- _Exercise data_:
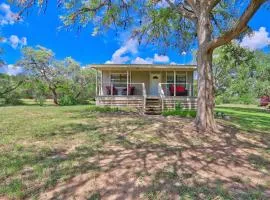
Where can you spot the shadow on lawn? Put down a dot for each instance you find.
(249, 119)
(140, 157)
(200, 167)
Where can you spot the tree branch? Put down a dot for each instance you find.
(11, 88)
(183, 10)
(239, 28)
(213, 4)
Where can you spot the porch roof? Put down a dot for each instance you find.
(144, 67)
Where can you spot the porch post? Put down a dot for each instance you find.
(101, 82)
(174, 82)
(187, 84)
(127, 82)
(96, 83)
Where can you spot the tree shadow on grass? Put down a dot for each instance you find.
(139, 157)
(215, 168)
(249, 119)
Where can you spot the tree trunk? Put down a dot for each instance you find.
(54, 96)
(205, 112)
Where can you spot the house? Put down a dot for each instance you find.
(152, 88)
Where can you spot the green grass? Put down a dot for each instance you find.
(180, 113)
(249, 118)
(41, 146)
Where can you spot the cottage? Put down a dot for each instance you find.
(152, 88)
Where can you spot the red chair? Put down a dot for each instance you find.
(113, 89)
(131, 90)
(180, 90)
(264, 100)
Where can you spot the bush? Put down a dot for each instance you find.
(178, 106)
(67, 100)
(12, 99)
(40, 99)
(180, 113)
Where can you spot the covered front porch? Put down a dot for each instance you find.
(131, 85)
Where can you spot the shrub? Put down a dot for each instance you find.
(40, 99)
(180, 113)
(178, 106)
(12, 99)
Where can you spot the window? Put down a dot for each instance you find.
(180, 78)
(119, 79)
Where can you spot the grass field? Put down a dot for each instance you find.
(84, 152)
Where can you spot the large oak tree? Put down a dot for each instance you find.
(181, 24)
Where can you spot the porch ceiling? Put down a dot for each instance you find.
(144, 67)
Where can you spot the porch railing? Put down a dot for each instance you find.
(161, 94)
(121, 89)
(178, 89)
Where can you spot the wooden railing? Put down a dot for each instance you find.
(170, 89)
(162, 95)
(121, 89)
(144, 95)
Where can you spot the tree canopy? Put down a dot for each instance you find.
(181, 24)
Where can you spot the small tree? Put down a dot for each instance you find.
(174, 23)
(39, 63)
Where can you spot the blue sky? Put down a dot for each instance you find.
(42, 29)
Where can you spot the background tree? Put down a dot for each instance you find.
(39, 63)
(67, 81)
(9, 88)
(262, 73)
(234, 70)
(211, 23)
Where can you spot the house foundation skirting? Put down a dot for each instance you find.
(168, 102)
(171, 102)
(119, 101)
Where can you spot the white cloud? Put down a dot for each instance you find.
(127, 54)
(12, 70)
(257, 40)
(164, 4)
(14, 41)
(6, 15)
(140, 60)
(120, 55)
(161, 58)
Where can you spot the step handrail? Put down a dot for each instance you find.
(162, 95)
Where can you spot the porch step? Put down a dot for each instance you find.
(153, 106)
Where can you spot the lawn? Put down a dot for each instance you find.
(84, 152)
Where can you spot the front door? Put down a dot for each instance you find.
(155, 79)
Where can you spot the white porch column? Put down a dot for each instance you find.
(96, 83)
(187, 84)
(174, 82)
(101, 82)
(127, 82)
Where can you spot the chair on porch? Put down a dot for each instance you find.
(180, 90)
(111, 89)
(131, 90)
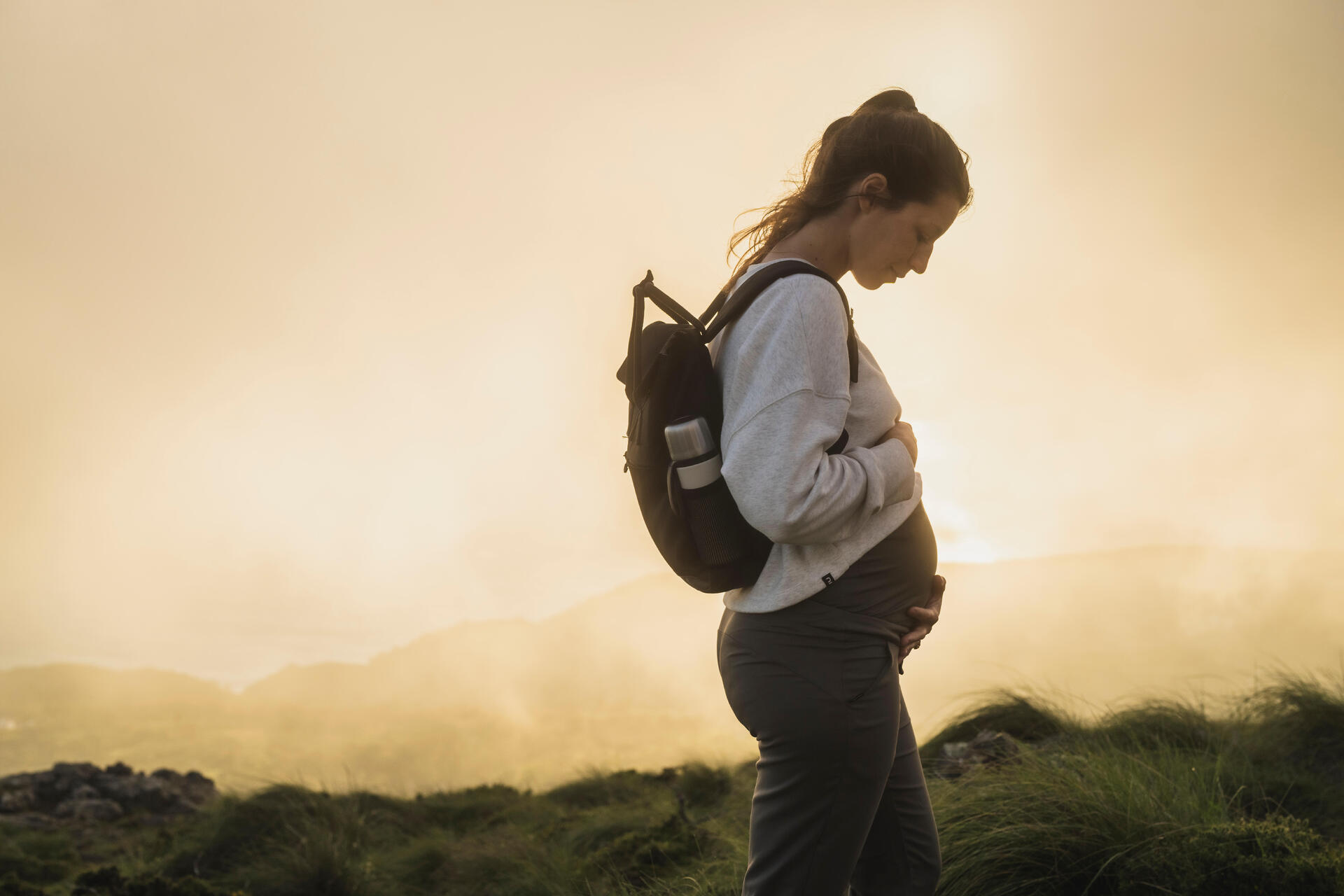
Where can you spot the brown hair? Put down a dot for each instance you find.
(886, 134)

- _Activity_: Each line of the material is to be output exactly. Images are not part of the expected output.

- _Exercise output_:
Where can you spot the shadow on lawn? Put down a dot for each instance you find.
(249, 119)
(140, 157)
(200, 167)
Where can you spot the tree branch? Put down a dot for each instance you find.
(11, 88)
(183, 10)
(239, 28)
(213, 4)
Where can you spot the porch roof? Put down a dot for each instance you find.
(144, 67)
Where can you spot the porch post? Put down a dot for each instance you find.
(101, 82)
(174, 82)
(187, 84)
(127, 82)
(96, 83)
Where can you spot the tree shadow on grass? Put down a dot for each instance you find.
(139, 157)
(215, 168)
(249, 119)
Where can you spot the tree trunk? Put down a dot for each instance you find.
(54, 96)
(205, 112)
Where can you spot the house? Put down a dot for each instance you find.
(152, 88)
Where can you spot the green grass? Put down a dot for each instance you find.
(180, 113)
(249, 118)
(41, 146)
Where can you spot the cottage? Put down a dot for each instance you find.
(152, 88)
Where can you spot the red chair? Put down a dot for each instance you find.
(113, 89)
(131, 90)
(180, 90)
(264, 100)
Where can you spot the bush? Put down a dot for each instance you find.
(178, 106)
(67, 100)
(12, 99)
(40, 99)
(180, 113)
Where can you spot the covered front porch? Put down a dot for each instance you find.
(131, 85)
Where can you spot the shrub? Put down a dot for each instance you find.
(40, 99)
(180, 113)
(178, 106)
(12, 99)
Where can you spot the window? Put down a dot for each instance you find.
(180, 78)
(119, 79)
Where can you spot the grass field? Put down a dot for each instance you find.
(84, 152)
Where can you spot the large oak tree? Put down a dot for each instance you find.
(181, 24)
Where can you spot the porch ceiling? Put down a dot for each instance you find.
(144, 67)
Where can you spot the porch railing? Put down a dot for each instance you find.
(161, 94)
(121, 89)
(178, 89)
Where can you spot the wooden railing? Put down a dot for each instance you find.
(170, 89)
(162, 95)
(121, 89)
(144, 95)
Where can you spot the tree canopy? Put down a dot for each instance you find.
(181, 24)
Where can you spot the small tree? Put down a dot for each instance you find.
(174, 23)
(39, 63)
Where can you spot the blue sky? Put down a dot for each instance you find.
(42, 29)
Where can you spot the background tree? Put down a dot for each instance you find.
(39, 63)
(67, 81)
(9, 88)
(262, 73)
(234, 70)
(211, 23)
Where can you spot the house foundation skirting? Put down a dot for each instance you find.
(168, 102)
(171, 102)
(119, 101)
Where can you spot the white cloud? Put down a dot for each instance you find.
(127, 54)
(12, 70)
(257, 40)
(164, 4)
(14, 41)
(6, 15)
(140, 60)
(120, 55)
(161, 58)
Where can you spot the step handrail? Put down a dot for each instance you find.
(162, 95)
Where can you spot the porch step? Put down a dot for each instance you find.
(153, 106)
Where can you spot the lawn? Put down a dot for each instance you find.
(84, 152)
Where can you spot the front door? Put down a dot for each instance you find.
(155, 79)
Where can you spot the white porch column? Put down a dot for each instance you find.
(96, 83)
(187, 84)
(174, 82)
(101, 82)
(127, 82)
Where can you spot the chair on porch? Put down a dot for each instance you find.
(180, 90)
(111, 89)
(131, 90)
Where can you spot the brown hair? Put down a dot for each instance you find.
(886, 134)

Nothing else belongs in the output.